= Beginning of Section =
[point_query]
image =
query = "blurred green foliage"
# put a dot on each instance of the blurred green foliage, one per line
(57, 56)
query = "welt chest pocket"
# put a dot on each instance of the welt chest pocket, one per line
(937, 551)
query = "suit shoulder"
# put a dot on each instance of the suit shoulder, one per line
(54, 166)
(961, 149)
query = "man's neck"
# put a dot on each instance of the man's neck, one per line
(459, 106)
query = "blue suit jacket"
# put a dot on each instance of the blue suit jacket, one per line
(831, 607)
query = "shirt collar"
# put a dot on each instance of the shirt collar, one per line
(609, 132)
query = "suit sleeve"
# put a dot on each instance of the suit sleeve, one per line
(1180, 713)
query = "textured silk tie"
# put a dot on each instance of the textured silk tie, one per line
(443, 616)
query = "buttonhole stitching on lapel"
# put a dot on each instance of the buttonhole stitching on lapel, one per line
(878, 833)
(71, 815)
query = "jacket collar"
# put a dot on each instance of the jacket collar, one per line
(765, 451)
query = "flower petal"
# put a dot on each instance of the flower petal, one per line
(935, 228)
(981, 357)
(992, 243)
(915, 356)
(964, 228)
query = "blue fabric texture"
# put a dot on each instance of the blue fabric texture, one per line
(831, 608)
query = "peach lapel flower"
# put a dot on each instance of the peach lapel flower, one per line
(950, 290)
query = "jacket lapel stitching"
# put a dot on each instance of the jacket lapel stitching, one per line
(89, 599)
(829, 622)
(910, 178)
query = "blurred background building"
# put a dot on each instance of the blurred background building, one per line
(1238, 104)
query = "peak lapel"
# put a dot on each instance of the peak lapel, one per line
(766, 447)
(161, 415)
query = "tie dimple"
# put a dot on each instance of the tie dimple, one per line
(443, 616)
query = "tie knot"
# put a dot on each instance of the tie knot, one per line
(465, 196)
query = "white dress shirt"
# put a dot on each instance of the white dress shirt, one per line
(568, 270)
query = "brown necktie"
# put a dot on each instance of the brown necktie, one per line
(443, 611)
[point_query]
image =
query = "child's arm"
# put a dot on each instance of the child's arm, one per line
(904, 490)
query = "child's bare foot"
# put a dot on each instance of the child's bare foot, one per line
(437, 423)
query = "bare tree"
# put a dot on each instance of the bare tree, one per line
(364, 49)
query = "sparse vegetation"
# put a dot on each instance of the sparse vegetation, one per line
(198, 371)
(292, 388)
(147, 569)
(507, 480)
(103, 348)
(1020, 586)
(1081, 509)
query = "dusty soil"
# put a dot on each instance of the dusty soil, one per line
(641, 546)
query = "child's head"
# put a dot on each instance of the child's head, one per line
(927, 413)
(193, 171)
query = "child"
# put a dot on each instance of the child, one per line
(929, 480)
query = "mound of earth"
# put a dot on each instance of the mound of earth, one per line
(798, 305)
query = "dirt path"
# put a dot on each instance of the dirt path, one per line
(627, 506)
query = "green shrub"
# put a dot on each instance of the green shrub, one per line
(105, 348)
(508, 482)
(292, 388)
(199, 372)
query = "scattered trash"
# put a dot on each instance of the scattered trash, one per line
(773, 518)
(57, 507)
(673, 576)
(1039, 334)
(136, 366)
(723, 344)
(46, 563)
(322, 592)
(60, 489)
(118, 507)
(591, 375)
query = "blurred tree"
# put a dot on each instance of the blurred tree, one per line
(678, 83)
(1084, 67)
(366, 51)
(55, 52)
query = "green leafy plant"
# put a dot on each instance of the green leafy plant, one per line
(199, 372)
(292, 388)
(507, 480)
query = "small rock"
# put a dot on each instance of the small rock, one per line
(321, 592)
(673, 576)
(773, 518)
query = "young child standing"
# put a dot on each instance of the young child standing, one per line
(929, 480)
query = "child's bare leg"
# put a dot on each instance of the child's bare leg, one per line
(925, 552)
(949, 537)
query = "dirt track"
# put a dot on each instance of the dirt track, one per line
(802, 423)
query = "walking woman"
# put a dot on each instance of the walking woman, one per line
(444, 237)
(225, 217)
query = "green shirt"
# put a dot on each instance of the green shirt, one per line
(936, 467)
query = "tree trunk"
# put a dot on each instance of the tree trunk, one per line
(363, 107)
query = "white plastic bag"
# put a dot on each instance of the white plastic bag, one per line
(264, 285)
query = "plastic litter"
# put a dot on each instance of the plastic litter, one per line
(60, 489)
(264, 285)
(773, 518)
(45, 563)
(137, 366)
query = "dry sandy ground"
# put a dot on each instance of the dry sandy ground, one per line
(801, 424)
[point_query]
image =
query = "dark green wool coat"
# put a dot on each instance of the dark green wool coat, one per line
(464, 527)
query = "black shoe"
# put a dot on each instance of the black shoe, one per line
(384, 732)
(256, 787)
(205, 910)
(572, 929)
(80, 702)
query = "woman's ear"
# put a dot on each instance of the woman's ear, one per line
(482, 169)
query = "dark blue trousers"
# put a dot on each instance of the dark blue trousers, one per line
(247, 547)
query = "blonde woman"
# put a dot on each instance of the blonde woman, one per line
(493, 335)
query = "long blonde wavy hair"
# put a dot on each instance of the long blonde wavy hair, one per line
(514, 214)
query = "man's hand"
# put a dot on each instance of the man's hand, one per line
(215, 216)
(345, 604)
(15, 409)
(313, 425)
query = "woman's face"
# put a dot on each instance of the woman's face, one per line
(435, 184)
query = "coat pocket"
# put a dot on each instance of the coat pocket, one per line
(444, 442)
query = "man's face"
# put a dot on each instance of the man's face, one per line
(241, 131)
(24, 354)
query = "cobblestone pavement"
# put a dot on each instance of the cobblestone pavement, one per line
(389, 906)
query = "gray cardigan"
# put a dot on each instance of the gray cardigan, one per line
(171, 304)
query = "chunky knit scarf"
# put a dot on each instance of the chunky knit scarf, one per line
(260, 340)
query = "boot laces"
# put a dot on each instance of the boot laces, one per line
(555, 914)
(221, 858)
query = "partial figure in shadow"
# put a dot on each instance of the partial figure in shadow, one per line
= End of Section =
### PROBLEM
From the records above, work out how many lines contain the string "figure". Give only the number.

### PROBLEM SOLUTION
2